**Task 1**
Please list every person the text about Sakhi names as a founder of the organization.
**Task 2**
Answer these questions from the text about Sakhi.
(a) What is the annual benefit dinner in New York called?
(b) In what year was the organization founded?
(c) By what name is the New York Asian Women's Center now known?
**Task 3**
Write the next part of the text about Sakhi, picking up after its final sentence.

**Text under study**
══════════════════════════════
Anti-domestic violence organization

Sakhi for South Asian Women is an anti-domestic violence organization that works with the South Asian community in the New York metropolitan area.

==About==
The organization is the second-oldest organization in the United States that is created for South Asian women. Since it was founded, Sakhi has helped more than 10,000 people experiencing violence. The organization also works with the South Asian immigrant community in New York City to prevent abuse. Sakhi, as an organization believes that it is important to not only advocate for women's safety, but also for their civil rights. Sakhi has consistently recognizes the intersectional nature of gender-based violence, immigration status, and south asian women.

Sakhi holds an annual benefit dinner in New York called "Celebrating Women's Lives". The dinner is both a fundraiser and a way to inform others about violence against women.

==History==
The organization was founded in 1989 by Anannya Bhattacharjee, Mallika Dutt, Tula Goenka, Geetanjali Misra and Romita Shetty. The name "Sakhi" was picked as a way to symbolically connect south asian women because it means "woman friend" in Hindi, Urdu, and Bengali. Sakhi received early support from the New York Foundation, The National Coalition Against Domestic Violence, and the New York Asian Women's Center. The New York Asian Women's Center is now known as Womankind and still partners with Sakhi.
══════════════════════════════
(Records drawn from a dataset)
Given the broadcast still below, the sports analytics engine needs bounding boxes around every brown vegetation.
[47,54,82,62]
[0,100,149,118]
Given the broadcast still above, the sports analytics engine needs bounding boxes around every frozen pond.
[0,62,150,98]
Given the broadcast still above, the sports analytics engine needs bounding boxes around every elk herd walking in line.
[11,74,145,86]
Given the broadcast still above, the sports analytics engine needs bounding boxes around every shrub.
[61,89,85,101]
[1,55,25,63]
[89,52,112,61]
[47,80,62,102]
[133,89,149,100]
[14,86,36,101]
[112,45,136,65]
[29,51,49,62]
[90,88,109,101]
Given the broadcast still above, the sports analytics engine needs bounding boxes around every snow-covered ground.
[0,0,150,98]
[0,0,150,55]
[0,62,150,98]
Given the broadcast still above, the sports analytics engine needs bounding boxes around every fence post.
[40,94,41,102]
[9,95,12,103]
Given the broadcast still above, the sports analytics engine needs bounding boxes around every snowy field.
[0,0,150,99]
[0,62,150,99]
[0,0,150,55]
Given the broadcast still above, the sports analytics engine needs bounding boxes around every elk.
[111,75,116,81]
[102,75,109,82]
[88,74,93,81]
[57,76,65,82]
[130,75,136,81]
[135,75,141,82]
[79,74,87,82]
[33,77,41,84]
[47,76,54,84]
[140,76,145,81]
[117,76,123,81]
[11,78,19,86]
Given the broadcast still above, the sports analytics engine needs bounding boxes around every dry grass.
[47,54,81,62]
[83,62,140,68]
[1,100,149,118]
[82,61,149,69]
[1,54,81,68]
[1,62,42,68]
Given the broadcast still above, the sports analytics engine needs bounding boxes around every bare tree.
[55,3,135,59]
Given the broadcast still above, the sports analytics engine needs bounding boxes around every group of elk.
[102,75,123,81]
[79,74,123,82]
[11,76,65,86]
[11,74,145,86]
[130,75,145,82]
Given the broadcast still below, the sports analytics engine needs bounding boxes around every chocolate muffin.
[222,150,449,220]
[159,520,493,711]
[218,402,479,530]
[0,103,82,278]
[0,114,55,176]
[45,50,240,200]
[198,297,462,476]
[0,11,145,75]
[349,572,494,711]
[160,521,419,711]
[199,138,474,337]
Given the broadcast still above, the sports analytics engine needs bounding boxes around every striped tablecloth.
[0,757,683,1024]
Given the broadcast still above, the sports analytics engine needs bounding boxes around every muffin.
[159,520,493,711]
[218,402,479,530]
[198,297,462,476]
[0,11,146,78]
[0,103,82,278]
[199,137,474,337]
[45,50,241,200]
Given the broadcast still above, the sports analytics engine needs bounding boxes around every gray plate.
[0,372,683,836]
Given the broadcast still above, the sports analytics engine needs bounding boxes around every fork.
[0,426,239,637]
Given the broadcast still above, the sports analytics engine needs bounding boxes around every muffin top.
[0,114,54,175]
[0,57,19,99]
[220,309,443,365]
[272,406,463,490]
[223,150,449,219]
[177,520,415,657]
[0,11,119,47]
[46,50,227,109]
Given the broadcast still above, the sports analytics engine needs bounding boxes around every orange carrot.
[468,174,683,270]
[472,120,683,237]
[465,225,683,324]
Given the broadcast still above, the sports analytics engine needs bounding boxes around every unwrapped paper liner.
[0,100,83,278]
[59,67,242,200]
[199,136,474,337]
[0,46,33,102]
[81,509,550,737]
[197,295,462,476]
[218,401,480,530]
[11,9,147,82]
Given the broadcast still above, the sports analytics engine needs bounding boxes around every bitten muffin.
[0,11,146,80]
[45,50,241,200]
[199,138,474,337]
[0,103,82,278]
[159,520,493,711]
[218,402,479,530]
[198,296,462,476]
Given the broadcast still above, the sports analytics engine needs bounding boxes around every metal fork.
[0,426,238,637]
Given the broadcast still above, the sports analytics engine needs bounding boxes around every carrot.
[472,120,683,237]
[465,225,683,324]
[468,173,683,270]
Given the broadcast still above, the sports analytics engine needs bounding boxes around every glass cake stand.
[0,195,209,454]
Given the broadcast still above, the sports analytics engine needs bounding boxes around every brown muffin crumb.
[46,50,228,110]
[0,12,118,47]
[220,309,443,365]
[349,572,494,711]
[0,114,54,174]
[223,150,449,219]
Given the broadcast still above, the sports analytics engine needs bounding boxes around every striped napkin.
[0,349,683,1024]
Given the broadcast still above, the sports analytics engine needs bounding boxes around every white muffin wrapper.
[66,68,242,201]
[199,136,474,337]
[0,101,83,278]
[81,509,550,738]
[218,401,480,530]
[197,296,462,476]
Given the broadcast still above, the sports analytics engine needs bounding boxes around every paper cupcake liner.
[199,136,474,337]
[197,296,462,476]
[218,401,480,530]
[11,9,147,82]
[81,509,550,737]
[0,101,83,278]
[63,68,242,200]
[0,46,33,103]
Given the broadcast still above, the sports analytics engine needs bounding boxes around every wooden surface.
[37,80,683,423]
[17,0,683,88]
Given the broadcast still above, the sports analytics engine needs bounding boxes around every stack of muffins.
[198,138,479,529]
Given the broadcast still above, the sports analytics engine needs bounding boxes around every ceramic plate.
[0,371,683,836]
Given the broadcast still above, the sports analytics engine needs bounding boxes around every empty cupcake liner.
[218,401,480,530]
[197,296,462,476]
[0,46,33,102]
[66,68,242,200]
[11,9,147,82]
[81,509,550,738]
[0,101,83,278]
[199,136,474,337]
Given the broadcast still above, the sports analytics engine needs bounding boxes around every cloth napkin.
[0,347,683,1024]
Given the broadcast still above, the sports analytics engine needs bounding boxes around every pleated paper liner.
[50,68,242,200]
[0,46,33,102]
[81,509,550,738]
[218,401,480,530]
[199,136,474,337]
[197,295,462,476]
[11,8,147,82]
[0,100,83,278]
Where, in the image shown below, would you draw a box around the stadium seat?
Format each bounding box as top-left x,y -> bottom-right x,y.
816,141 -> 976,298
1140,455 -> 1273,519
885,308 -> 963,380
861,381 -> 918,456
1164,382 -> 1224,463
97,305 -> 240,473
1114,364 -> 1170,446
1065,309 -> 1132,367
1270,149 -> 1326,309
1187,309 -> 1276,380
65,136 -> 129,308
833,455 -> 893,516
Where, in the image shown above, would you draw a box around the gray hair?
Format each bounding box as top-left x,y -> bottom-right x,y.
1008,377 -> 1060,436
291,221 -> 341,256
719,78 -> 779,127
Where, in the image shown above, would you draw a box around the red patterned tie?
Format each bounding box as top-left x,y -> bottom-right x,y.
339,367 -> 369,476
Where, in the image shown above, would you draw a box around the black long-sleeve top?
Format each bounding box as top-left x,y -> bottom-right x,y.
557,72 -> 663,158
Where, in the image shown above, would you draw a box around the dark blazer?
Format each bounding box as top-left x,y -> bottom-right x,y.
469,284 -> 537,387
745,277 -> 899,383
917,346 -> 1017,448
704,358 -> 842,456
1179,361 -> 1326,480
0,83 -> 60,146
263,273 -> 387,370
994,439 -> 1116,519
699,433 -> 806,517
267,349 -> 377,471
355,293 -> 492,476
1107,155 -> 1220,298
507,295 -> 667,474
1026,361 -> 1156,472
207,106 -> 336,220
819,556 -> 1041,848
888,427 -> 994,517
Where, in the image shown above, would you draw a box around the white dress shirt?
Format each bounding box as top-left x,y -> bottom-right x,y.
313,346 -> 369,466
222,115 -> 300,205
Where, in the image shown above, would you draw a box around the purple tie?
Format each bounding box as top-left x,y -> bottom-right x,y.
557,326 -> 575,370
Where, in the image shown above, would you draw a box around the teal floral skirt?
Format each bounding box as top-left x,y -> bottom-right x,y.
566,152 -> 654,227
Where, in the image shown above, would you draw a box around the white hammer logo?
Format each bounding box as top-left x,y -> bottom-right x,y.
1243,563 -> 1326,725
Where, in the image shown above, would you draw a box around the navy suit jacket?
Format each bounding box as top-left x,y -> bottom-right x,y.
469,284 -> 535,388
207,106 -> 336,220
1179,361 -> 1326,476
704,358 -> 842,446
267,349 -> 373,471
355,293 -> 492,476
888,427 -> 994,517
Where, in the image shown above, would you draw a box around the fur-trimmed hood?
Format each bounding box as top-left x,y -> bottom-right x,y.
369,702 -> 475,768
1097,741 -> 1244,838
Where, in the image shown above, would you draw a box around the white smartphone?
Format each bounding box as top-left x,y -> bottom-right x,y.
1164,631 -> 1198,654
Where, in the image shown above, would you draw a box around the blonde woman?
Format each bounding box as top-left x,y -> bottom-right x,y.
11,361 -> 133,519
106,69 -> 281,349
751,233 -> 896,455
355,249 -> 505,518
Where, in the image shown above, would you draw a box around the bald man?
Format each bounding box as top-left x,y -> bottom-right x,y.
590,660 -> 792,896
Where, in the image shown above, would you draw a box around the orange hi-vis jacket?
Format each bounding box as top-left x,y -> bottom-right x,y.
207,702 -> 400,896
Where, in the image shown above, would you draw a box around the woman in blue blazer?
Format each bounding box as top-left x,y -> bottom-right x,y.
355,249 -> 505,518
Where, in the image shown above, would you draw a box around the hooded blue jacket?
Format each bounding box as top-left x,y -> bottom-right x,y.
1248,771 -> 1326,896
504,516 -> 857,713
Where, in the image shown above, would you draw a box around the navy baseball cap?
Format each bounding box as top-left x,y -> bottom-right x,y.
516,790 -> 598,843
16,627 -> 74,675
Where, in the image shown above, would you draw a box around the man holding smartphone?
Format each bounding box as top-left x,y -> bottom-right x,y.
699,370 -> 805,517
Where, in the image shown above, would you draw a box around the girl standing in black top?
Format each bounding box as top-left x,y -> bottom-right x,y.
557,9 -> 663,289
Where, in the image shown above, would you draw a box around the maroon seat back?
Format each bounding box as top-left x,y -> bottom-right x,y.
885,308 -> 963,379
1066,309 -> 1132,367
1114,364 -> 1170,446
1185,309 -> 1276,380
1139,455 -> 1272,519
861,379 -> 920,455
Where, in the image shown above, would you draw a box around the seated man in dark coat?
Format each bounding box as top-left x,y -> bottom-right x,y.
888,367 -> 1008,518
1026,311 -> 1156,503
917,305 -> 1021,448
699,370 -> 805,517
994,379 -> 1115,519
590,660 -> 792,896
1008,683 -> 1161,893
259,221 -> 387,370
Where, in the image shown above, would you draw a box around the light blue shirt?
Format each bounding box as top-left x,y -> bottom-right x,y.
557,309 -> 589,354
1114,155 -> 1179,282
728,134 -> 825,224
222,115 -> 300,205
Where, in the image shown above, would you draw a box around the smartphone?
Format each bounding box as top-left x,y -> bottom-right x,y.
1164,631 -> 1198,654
══════════════════════════════
**Result 1**
Anannya Bhattacharjee
Mallika Dutt
Tula Goenka
Geetanjali Misra
Romita Shetty

**Result 2**
(a) "Celebrating Women's Lives"
(b) 1989
(c) Womankind

**Result 3**
In 1993, Sakhi was run as a non-hierarchical group with about 20 women staffers who answered their hotline, referred callers to other services, and hosted survivor support groups. At that time, they had also published their own newsletter and spoke at mosques, temples, and churches with high South Asian populations. They had also started to produce their own video that portrays the specific struggles faced by immigrant South Asian Woman titled A Life Without Fear, which was published in 1994 and on display at the American Museum of Natural History in 1999. As of 1999, Sakhi had a 2 member staff, a board of directors, and around 50 women volunteers.

As of 2000, Sakhi also provides legal advice and language assistance in court cases and when navigating city services. For example, Sakhi has helped women obtain job training and access to housing or shelters. With the assistance of the Columbia University’s Social Intervention Group, Sakhi started to create their own local database. The New York Police department also worked with Sakhi to train police officers on abuse cases involving South Asian families.

Sakhi celebrated their 30th anniversary at the 2019 Women's March. In addition to being an official partner and participant in the 2019 Women’s March in New York, Sakhi was also a steering committee member to the Washington D.C. Women's march.

In response to COVID-19 pandemic, Sakhi created an online directory to COVID-19 information, mutual aid, and access to contraception. Additionally, the group created a texting option for their hotline and a food justice program to address survivors’ food insecurity.

In 2021, Sakhi hosted a conversation between domestic violence survivor Tanya Selvaratnam and In Her Words, a newsletter written by Journalist Alisha Haridasani Gupta.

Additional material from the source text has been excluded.